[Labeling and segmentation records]
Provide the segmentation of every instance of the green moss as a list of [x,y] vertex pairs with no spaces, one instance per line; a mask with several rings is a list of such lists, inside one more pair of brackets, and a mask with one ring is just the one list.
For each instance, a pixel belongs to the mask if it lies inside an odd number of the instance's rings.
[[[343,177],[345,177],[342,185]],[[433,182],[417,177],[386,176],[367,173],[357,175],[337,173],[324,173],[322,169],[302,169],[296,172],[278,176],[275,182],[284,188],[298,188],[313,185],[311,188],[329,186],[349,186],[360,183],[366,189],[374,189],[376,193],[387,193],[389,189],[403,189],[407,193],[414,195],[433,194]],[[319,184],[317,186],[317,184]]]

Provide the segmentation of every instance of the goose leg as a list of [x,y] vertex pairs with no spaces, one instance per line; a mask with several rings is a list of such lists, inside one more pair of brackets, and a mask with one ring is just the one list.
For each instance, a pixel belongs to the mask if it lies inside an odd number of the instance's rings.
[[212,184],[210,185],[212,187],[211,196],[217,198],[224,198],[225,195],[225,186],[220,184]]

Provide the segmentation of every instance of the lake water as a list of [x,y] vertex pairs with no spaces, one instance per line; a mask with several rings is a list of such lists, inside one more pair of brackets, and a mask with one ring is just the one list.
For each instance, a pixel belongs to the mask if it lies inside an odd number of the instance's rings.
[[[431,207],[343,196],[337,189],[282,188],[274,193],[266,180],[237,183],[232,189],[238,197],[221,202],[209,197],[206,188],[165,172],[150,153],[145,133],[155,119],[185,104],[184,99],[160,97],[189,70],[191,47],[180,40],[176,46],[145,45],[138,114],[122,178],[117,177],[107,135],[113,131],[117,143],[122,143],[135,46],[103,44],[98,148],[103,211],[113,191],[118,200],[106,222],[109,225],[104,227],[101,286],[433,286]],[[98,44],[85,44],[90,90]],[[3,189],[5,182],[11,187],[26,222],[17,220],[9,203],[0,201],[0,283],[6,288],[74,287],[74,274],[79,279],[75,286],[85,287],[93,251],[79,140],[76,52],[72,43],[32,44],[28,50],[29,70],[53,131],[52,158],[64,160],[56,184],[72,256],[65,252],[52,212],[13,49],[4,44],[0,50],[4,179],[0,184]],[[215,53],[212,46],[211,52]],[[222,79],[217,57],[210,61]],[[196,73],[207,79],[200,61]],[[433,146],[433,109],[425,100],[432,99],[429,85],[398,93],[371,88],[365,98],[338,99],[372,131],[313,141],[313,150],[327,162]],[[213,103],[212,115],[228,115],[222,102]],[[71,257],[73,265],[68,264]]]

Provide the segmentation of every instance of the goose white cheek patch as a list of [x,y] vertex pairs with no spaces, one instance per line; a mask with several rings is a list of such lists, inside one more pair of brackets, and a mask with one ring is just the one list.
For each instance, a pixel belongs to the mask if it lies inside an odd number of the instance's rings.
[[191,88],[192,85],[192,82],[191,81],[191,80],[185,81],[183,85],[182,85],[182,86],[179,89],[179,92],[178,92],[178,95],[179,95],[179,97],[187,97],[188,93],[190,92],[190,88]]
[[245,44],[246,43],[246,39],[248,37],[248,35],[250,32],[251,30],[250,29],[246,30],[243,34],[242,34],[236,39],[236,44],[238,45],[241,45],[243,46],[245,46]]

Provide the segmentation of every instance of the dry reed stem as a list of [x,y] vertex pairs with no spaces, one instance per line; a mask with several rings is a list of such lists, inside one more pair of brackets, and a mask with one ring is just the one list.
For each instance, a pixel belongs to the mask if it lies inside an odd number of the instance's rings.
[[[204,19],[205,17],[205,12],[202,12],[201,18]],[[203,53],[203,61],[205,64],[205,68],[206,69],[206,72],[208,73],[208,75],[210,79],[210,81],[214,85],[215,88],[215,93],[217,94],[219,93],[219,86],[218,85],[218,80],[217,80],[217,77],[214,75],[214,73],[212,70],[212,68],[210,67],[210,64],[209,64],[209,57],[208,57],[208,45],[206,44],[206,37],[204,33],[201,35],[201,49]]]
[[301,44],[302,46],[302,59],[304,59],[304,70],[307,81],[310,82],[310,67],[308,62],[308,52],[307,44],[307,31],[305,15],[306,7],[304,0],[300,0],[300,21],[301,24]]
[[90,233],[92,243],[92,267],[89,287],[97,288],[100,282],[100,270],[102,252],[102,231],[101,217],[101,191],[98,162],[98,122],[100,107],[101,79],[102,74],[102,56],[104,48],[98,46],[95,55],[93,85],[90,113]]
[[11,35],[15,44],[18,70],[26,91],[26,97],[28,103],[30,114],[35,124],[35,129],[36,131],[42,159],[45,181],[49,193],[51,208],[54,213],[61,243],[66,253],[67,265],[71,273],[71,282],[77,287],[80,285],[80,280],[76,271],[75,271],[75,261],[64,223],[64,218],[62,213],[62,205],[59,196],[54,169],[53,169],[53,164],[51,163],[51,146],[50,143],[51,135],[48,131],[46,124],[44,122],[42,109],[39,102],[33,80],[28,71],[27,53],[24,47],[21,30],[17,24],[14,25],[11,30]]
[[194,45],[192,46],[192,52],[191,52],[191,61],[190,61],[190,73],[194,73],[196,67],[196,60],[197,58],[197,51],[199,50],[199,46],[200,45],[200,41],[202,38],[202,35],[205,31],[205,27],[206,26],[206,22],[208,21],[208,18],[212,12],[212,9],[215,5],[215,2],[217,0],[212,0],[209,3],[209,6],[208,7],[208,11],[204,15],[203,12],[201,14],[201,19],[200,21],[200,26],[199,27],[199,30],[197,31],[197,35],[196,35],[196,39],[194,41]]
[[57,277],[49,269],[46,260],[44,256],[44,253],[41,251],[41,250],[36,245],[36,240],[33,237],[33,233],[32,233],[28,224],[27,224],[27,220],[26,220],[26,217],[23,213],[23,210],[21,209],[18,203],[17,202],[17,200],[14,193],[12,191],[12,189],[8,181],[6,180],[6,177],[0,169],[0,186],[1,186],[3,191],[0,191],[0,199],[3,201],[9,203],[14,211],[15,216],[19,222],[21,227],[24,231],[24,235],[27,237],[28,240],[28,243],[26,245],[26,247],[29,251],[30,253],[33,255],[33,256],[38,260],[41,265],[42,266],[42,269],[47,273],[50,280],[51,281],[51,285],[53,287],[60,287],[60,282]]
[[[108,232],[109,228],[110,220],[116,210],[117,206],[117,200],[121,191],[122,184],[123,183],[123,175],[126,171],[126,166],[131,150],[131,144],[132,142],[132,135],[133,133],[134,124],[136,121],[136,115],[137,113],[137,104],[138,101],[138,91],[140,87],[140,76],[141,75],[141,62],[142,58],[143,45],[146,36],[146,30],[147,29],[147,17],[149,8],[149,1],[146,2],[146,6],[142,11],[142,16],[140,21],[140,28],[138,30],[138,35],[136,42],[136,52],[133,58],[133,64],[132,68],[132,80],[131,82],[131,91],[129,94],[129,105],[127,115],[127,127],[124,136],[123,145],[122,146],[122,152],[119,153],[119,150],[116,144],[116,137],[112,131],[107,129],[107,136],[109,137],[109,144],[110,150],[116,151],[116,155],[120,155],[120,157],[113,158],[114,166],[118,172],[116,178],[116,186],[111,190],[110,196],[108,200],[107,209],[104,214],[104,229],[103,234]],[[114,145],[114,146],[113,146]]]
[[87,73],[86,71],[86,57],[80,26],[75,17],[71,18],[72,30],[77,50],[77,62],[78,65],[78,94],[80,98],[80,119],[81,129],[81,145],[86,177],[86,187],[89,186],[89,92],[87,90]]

> [PROBLEM DETAILS]: Copy each record from above exactly, and include every line.

> [SOLUTION]:
Provide the segmentation of every instance of the green moss as a list of [x,y] vertex pairs with no spaces, one instance per line; a mask with several rings is a list of such lists, inside one more pair of brackets, and a mask with one ring is just the one list.
For each instance, a pixel belongs to the mask if it lies inside an odd number of the instance's rings.
[[[343,177],[345,177],[342,185]],[[433,182],[417,177],[386,176],[367,173],[357,175],[337,173],[324,173],[322,169],[302,169],[296,172],[278,176],[275,182],[284,188],[298,188],[313,185],[311,188],[329,186],[349,186],[360,183],[366,189],[374,189],[376,193],[387,193],[389,189],[403,189],[407,193],[414,195],[433,194]],[[319,184],[317,186],[317,184]]]

Provide the segmentation of every instance of the goose leg as a list of [x,y] vertex pairs with no spaces, one instance per line; a mask with several rings is a list of such lists, inside one more pair of brackets, and a mask with one ring is just the one list.
For each instance, a pixel belongs to the mask if it lies inside an odd number of the instance's rings.
[[212,184],[210,185],[212,187],[211,196],[217,198],[224,198],[225,195],[225,186],[220,184]]

Provide the segmentation of every instance of the lake water as a list of [x,y] vertex pairs with no spaces, one instance per line; a mask with several rings is a list of such lists, inside one more pair of brackets, and a mask with one ring is just the one list.
For each instance, a pixel belongs to the mask if it lies inside an odd number of the instance's rings.
[[[431,207],[343,196],[337,189],[282,188],[274,193],[266,180],[237,183],[232,189],[238,197],[221,202],[209,197],[206,188],[165,172],[150,153],[145,133],[155,119],[185,104],[184,99],[160,97],[189,70],[191,47],[180,40],[176,46],[145,45],[138,114],[122,178],[117,177],[107,135],[113,131],[117,143],[122,143],[135,46],[103,44],[98,148],[103,211],[113,191],[118,200],[106,222],[109,225],[104,227],[101,286],[433,286]],[[98,44],[85,44],[90,90]],[[3,189],[5,182],[11,187],[26,222],[17,220],[9,203],[0,201],[0,283],[6,288],[74,287],[74,274],[79,279],[75,286],[85,287],[93,251],[79,140],[76,52],[72,43],[32,44],[28,50],[29,70],[53,131],[52,158],[64,160],[56,184],[72,256],[65,252],[52,212],[13,49],[4,44],[0,50],[4,179],[0,184]],[[215,53],[212,46],[211,52]],[[222,79],[217,57],[210,61]],[[196,73],[207,79],[200,61]],[[433,146],[433,109],[425,100],[432,99],[429,85],[398,93],[371,88],[365,98],[338,99],[372,131],[313,141],[313,150],[327,162]],[[213,103],[212,115],[228,115],[222,102]],[[71,257],[73,265],[68,264]]]

Provide the segmentation of every instance of the goose white cheek patch as a list of [x,y] vertex pairs with no spaces, one instance per line; a mask with several rings is a list of such lists, inside one more pair of brackets, and a mask with one ring is just the one list.
For each instance, a pixel belongs to the mask if it lies inside an odd number of the instance's rings.
[[191,88],[192,85],[192,82],[191,81],[191,80],[185,81],[183,85],[182,85],[182,86],[179,89],[179,92],[178,92],[178,95],[179,95],[179,97],[187,97],[188,93],[190,92],[190,88]]
[[245,44],[246,43],[246,39],[248,37],[248,35],[250,32],[251,30],[250,29],[246,30],[243,34],[242,34],[236,39],[236,44],[238,45],[241,45],[243,46],[245,46]]

Provide the segmentation of every instance of the dry reed stem as a list of [x,y] vertex pairs with no spaces, one instance per line; a mask with several rings is a list of such lists, inside one more pair of brackets, and a mask with one ring is just the one list.
For each instance, a pixel belongs to the mask if it lies inside an odd number of the instance's rings.
[[[204,19],[205,17],[205,12],[202,12],[201,18]],[[203,53],[203,61],[205,64],[205,68],[206,69],[206,72],[208,73],[208,75],[210,79],[210,81],[214,85],[215,88],[215,93],[217,94],[219,93],[219,86],[218,85],[218,80],[217,80],[217,77],[214,75],[214,73],[212,70],[212,68],[210,67],[210,64],[209,64],[209,57],[208,57],[208,45],[206,44],[206,37],[204,33],[201,35],[201,49]]]
[[301,44],[302,46],[302,59],[304,59],[304,70],[307,81],[310,82],[310,67],[308,62],[308,52],[307,44],[307,31],[305,15],[306,7],[304,0],[300,0],[300,21],[301,24]]
[[90,233],[92,243],[92,267],[89,287],[97,288],[100,282],[100,270],[102,252],[102,231],[101,217],[101,191],[98,162],[98,122],[100,107],[101,79],[102,74],[102,56],[104,48],[98,46],[95,55],[93,85],[90,113]]
[[11,35],[15,44],[18,70],[26,91],[26,97],[28,103],[30,114],[35,124],[35,129],[36,131],[42,159],[45,181],[49,193],[51,208],[54,213],[61,243],[66,253],[67,265],[71,273],[71,282],[77,287],[80,285],[80,280],[76,271],[75,271],[75,261],[64,223],[64,218],[62,213],[62,205],[59,196],[54,169],[53,169],[53,164],[51,163],[51,146],[50,143],[51,135],[48,131],[46,124],[44,122],[42,109],[39,102],[33,80],[28,71],[27,53],[24,47],[21,30],[17,24],[14,25],[11,30]]
[[194,45],[192,46],[192,52],[191,52],[191,61],[190,61],[190,73],[194,73],[196,67],[196,60],[197,58],[197,51],[199,50],[199,46],[200,45],[200,41],[202,38],[202,35],[205,31],[205,27],[206,26],[206,22],[208,21],[208,18],[212,12],[212,9],[215,5],[215,2],[217,0],[212,0],[209,3],[209,6],[208,7],[208,11],[204,15],[203,12],[201,14],[201,19],[200,21],[200,26],[199,27],[199,30],[197,31],[197,35],[196,35],[196,39],[194,41]]
[[57,277],[49,269],[46,260],[44,256],[44,253],[41,251],[41,250],[36,245],[36,240],[33,237],[33,233],[32,233],[28,224],[27,224],[27,220],[26,220],[26,217],[23,213],[23,210],[21,209],[18,203],[17,202],[17,200],[14,193],[12,191],[12,189],[8,181],[6,180],[6,177],[0,169],[0,186],[1,186],[3,191],[0,191],[0,199],[3,201],[9,203],[14,211],[15,216],[19,222],[21,227],[24,231],[24,235],[27,237],[28,240],[28,243],[26,245],[26,247],[29,251],[30,253],[33,255],[33,256],[38,260],[41,265],[42,266],[42,269],[47,273],[50,280],[51,281],[51,285],[53,287],[60,287],[60,282]]
[[[108,232],[109,228],[110,220],[116,210],[117,206],[117,200],[121,191],[122,184],[123,183],[123,175],[126,171],[126,166],[131,150],[131,144],[132,142],[132,135],[133,133],[134,124],[136,121],[136,115],[137,113],[137,104],[138,101],[138,91],[140,87],[140,76],[141,75],[141,62],[142,58],[143,45],[146,36],[146,30],[147,29],[147,17],[149,8],[149,1],[146,2],[146,6],[142,11],[142,16],[140,21],[140,28],[138,30],[138,35],[136,42],[136,52],[133,58],[133,64],[132,68],[132,80],[131,82],[131,91],[129,94],[129,105],[127,115],[127,127],[124,136],[123,145],[122,146],[122,152],[119,153],[119,150],[116,144],[116,137],[112,131],[107,129],[107,136],[109,137],[109,144],[110,150],[116,151],[116,155],[120,155],[120,157],[113,158],[114,166],[118,172],[116,178],[116,186],[111,190],[110,196],[108,200],[107,209],[104,214],[104,229],[103,234]],[[114,145],[114,146],[113,146]]]
[[87,73],[86,71],[86,57],[80,26],[75,17],[71,18],[72,30],[77,50],[77,62],[78,65],[78,94],[80,98],[80,119],[81,129],[81,145],[86,177],[86,187],[89,186],[89,92],[87,90]]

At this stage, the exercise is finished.